GOAL:
State how many of the lines below contain the string "house". Case counts, and the reply is the number alone.

Records from a data source:
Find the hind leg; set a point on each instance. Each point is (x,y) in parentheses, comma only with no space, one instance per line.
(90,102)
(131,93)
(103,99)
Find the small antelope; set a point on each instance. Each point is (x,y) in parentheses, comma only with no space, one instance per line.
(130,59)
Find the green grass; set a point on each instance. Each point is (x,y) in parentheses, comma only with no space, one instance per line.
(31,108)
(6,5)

---

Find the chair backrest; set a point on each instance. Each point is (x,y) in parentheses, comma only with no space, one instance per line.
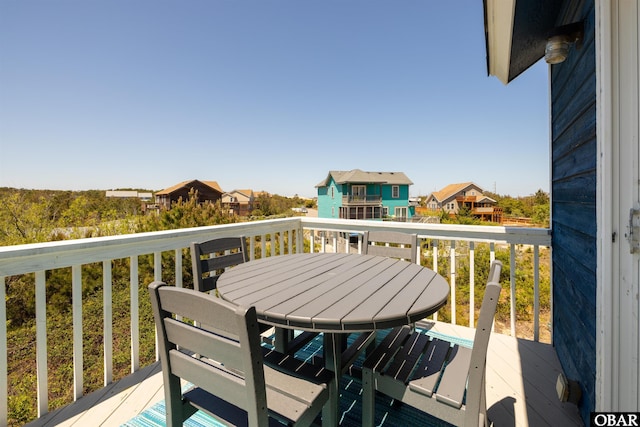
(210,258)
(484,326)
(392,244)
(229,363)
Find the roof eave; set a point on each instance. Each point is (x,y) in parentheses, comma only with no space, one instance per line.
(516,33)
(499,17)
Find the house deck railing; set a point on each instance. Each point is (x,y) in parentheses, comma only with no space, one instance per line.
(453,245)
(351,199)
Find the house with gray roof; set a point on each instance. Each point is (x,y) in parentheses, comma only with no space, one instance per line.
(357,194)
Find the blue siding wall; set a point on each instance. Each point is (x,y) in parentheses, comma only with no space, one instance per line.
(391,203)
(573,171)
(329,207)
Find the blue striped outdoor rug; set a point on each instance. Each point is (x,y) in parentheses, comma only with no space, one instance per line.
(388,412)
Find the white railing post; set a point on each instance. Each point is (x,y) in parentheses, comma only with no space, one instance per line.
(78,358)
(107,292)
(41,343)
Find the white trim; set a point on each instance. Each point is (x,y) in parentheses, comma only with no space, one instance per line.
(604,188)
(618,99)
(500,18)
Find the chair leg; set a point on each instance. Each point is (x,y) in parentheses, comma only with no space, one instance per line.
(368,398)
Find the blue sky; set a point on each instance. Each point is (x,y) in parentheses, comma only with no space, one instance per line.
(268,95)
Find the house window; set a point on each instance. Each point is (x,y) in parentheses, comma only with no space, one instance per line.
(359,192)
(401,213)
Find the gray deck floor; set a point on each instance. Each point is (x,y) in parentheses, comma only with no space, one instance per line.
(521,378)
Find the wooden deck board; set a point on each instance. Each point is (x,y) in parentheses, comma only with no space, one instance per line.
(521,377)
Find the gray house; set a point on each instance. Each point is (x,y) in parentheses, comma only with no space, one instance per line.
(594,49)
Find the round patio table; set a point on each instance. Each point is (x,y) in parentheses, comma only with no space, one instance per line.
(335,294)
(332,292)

WRITTEN ANSWER:
4